Set problem - Can you put the listing below into a two-column CSV with the headers "prompt" and "answer"? Give each text its own row with its answer, put each field in double quotes, replace line breaks with spaces, and leave out the pictures.

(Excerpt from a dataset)
# # # # #
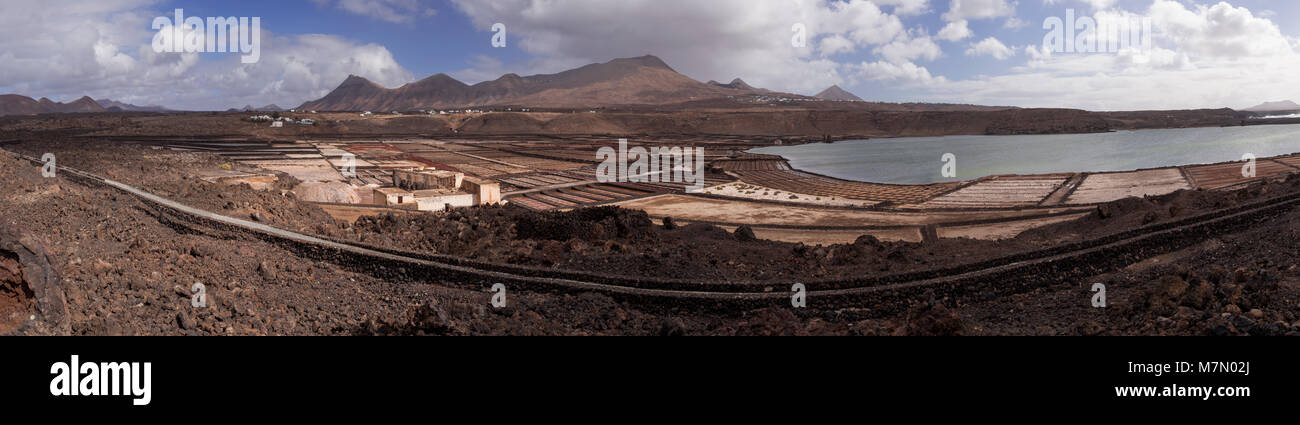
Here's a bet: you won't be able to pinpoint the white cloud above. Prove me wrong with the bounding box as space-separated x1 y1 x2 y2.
966 36 1015 60
0 0 412 109
881 0 1300 110
935 19 975 42
454 0 940 94
943 0 1015 22
312 0 438 23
# # # # #
Written response -
prompt,answer
"Here's a bet: you won't be able to pinpoint the white cloud above. Prove me wrong with the bounding box as space-separated x1 y1 x2 y2.","966 36 1015 60 0 0 412 109 881 0 1300 110 935 19 975 42 454 0 940 94 943 0 1015 22 312 0 438 23"